===== GIVEN RECORDS

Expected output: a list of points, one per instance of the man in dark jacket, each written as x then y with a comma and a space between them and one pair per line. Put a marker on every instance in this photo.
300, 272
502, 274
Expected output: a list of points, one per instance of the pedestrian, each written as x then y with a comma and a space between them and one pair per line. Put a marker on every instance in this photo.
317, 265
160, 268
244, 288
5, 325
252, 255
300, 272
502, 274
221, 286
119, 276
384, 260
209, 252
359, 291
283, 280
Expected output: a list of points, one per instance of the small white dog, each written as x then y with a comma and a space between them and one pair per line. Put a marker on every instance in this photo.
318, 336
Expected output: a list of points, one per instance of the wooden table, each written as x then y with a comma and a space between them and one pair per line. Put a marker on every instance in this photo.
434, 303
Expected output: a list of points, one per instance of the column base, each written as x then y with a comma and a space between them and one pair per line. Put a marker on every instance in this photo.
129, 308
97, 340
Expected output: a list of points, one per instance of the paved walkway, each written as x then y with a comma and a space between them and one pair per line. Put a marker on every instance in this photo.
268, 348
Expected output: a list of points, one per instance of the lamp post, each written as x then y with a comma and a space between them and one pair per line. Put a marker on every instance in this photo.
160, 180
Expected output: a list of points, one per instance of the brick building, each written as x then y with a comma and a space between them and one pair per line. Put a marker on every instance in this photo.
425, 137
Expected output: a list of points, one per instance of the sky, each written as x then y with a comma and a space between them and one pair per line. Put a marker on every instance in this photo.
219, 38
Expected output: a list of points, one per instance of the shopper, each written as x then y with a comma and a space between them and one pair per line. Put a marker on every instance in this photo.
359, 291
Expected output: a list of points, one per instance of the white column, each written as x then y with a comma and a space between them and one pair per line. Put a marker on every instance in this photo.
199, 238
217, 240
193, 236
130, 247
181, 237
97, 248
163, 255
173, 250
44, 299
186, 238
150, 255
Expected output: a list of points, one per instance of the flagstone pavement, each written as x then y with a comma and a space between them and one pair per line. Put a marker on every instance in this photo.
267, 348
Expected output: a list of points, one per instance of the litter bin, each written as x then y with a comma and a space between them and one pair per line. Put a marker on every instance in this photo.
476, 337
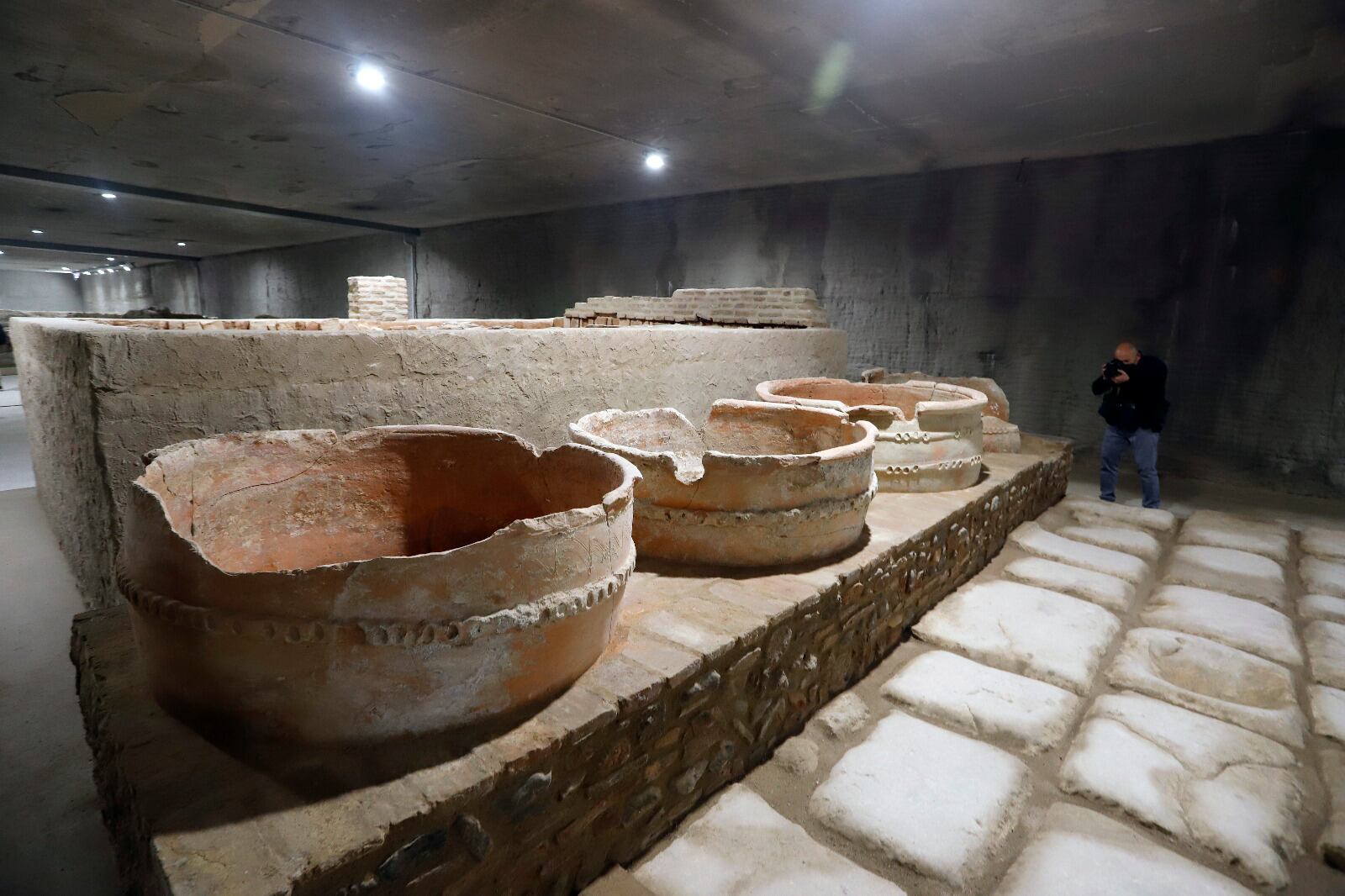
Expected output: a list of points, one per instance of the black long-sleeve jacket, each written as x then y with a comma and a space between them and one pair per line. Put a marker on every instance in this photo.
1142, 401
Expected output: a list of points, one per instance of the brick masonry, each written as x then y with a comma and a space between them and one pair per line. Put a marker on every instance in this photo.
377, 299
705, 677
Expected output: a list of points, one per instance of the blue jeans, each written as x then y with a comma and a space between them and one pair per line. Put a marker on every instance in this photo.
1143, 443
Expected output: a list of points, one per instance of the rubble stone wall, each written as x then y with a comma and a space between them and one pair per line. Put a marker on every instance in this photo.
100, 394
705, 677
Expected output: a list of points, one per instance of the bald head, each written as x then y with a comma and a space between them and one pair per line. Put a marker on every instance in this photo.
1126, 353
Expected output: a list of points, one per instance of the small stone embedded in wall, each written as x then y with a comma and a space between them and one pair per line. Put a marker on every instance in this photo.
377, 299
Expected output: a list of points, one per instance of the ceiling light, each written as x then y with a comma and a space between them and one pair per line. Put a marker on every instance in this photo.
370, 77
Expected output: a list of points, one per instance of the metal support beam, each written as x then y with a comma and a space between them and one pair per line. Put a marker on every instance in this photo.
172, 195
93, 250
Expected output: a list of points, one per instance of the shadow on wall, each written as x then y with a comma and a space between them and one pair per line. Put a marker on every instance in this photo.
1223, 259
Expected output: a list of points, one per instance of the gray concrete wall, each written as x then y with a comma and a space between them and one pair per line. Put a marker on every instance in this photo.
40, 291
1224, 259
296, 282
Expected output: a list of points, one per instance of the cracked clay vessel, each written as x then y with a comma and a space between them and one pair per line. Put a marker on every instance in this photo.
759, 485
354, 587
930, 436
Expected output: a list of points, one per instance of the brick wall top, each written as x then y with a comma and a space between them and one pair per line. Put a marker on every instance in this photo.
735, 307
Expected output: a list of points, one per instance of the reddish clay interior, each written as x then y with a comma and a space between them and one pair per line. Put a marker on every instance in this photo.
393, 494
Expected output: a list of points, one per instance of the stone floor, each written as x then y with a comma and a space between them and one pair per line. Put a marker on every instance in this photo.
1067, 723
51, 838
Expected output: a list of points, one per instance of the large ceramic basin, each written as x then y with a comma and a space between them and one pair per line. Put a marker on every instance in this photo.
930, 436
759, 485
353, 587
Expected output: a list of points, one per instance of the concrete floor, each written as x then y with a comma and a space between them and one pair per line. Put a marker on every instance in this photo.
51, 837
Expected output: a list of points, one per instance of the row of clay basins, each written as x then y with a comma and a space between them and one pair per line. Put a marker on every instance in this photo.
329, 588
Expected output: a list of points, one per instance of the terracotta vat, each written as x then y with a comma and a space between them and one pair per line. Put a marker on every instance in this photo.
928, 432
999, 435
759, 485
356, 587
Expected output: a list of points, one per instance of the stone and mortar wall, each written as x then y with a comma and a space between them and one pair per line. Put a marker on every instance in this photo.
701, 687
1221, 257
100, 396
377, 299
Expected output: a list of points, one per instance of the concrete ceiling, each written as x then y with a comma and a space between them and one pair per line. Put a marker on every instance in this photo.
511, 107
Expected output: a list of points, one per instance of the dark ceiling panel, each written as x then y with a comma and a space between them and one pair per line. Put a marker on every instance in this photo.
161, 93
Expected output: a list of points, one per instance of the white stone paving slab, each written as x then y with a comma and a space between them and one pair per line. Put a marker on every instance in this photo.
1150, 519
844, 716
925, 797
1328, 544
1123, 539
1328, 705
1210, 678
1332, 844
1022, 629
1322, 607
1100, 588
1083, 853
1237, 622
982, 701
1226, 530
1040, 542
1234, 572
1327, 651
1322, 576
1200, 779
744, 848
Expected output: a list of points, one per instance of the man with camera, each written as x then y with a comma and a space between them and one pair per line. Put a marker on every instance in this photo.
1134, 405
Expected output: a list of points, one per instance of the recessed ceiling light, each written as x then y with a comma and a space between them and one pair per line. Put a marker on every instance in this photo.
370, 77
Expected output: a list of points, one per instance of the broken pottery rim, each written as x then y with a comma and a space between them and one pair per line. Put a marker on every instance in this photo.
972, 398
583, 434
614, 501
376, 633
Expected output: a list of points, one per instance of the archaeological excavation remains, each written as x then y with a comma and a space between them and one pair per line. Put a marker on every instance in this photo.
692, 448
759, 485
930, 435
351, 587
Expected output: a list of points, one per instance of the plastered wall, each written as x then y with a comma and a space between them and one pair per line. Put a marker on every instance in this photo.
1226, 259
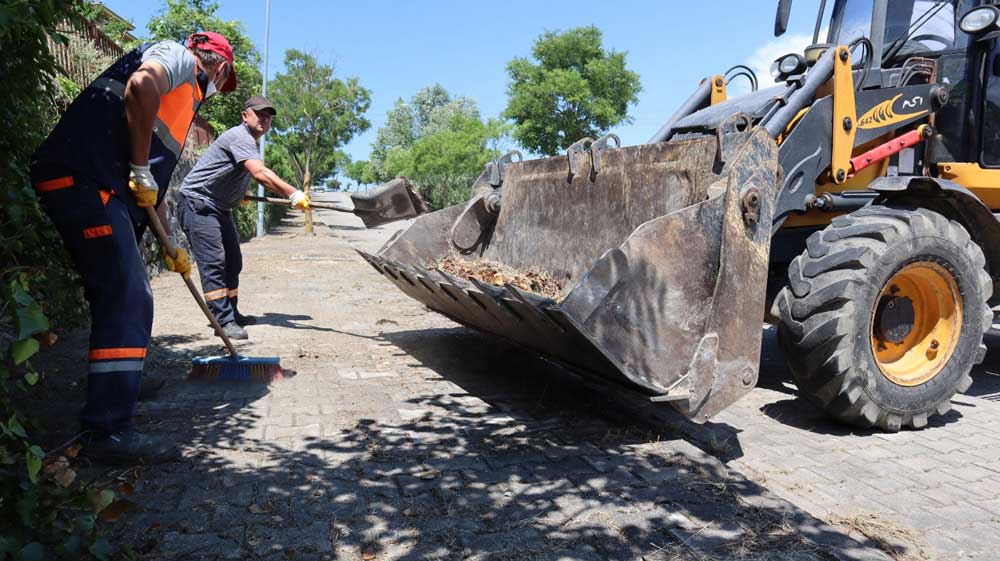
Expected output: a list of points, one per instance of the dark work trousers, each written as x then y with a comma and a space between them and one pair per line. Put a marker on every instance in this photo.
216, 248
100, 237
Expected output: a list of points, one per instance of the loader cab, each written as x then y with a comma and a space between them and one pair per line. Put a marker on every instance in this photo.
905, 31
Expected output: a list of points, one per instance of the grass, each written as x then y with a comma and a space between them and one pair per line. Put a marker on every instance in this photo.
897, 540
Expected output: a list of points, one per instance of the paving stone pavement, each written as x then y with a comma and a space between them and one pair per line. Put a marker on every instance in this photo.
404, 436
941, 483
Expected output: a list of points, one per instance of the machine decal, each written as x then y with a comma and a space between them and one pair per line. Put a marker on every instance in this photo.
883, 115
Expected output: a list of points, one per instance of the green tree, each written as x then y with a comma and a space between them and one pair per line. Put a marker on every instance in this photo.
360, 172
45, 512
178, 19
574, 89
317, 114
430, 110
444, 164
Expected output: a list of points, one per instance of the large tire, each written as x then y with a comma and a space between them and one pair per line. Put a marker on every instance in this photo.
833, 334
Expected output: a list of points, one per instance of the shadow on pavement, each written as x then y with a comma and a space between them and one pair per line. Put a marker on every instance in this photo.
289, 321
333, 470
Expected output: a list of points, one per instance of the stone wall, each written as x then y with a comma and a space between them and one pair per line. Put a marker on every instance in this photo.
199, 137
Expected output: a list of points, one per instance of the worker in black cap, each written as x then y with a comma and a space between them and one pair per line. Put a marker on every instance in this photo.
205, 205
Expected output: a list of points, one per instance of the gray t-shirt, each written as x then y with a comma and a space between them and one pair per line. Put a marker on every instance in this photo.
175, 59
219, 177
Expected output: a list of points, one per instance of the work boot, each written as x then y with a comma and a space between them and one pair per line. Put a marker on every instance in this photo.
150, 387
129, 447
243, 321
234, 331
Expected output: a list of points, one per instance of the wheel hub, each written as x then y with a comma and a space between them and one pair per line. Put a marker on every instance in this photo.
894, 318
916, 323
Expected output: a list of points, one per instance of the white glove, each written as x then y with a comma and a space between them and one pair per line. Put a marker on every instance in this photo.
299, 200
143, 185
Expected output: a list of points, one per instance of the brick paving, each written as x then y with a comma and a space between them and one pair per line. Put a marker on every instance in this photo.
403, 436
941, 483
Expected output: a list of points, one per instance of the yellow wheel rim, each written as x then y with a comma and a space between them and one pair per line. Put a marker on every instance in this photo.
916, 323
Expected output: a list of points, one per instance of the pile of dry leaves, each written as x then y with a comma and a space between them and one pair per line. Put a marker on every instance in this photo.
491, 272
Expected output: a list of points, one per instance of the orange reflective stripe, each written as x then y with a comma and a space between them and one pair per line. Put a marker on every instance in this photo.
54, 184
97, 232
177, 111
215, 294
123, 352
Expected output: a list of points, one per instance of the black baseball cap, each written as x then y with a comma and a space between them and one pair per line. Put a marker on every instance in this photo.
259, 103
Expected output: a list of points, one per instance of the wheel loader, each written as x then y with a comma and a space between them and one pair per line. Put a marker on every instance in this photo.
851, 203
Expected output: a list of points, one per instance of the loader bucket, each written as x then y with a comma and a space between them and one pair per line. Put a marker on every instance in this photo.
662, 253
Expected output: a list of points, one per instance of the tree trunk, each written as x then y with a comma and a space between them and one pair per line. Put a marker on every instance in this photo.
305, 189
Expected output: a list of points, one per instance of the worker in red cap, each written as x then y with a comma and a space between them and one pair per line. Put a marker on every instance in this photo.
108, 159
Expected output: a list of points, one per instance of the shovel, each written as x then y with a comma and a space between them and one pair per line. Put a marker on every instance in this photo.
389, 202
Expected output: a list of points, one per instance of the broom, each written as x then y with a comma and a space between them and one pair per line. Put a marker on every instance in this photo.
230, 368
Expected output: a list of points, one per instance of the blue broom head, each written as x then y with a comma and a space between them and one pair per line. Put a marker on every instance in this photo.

==========

WORK TASK: The answer must be the lines from the one containing "worker in red" to the final line of the data above, copied exactly, both included, with nothing added.

OUTPUT FOR THIS TASK:
Expected output: a list of points, one per instance of the worker in red cap, each written as x then y with a comma and a space between them and one pair per line. Put a marker on every instance in this photo.
108, 159
Expected output: a list of points, one per instance of the shovel, each written as x then y with a comma and a space between them and one pair per line. Put a marker on every instance in this photo.
389, 202
Expected output: a list of points, one per instance of the broom, each written as x then y with a comma and a space between them and one pair per line. Put a marker on every instance in this photo.
230, 368
Expected output: a list of points, one per instance of the blue broom head, each written as x then y with a comma and a space between them and one pair per line. Put a marker on every instance in this photo.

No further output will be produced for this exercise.